## Extracted text:
# # # # #
This blog provide information about Alternative energy & Renewable energy which become more significant since energy sources ; such as coal, natural gas etc , have been highly used during few decades. So it is time for us to take more consideration about alternative energy and get their beneficial use before existing energy sources has been exhausted.

13/05/2007

Nuclear global picture


Installed nuclear capacity rose relatively quickly since the 1950s, but since the late 1980s capacity has risen much more slowly, reaching 366 GW in 2005, primarily due to Chinese expansion of nuclear power. Between around 1970 and 1990, more than 50 GW of capacity was under construction (peaking at over 150 GW in the late 70s and early 80s).

The growth slowed in the 1980s because of environmentalist opposition, high interest rates, and energy conservation prompted by the oil shock in 1973, the energy crisis in 1979 and the Three Mile Island accident and Chernobyl disaster. In 1983 an unexpected fall in fossil fuel prices stopped most new construction of nuclear power plants. Electricity liberalization in the United States and Europe during the 1980s and 1990s increased the financial risk of investing in nuclear power. More than two-thirds of all nuclear plants ordered after January 1970 were eventually cancelled.
# # # # #
## Collected material:
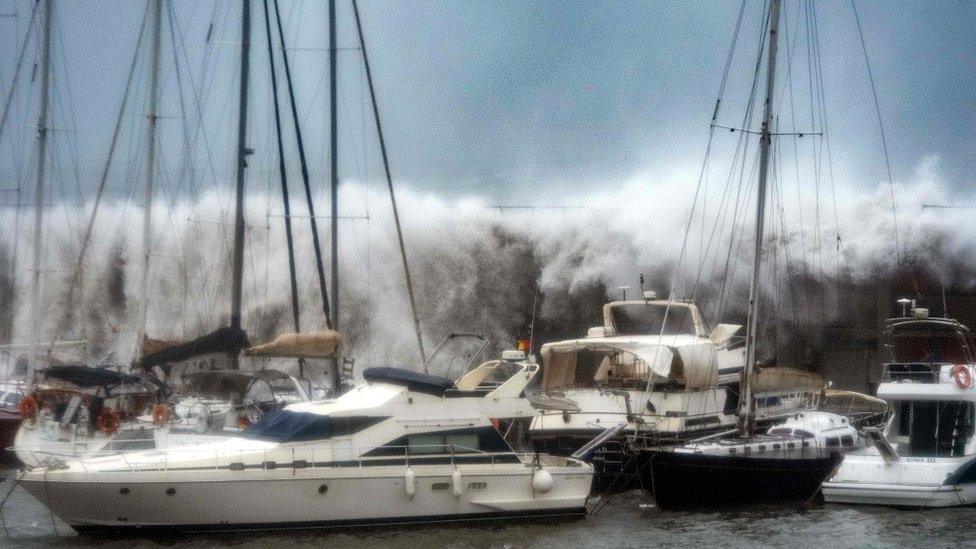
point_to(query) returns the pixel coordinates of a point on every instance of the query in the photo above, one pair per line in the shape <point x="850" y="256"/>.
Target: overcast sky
# # # # #
## Given request:
Continue the blog post about the global growth of nuclear power, not the listing, starting right after its last sentence.

## Task result:
Nuclear power plants, however, do not directly generate any greenhouse gases, some governments have therefore returned to nuclear power as part of their strategies on tackling global warming and climate change.
In 1999 the countries that relied most on nuclear energy were France (with 75 % of its electricity generated by nuclear power stations), Lithuania (73 %), Belgium (58 %), Bulgaria, Slovakia and Sweden (47 %), Ukraine (44 %) and South Korea (43 %). The largest producer of nuclear capacity was the USA with 28 % of worldwide capacity, followed by France (18 %) and Japan (12 %) . In 2000, there were 438 commercial nuclear generating units throughout the world, with a total capacity of about 351 gigawatts.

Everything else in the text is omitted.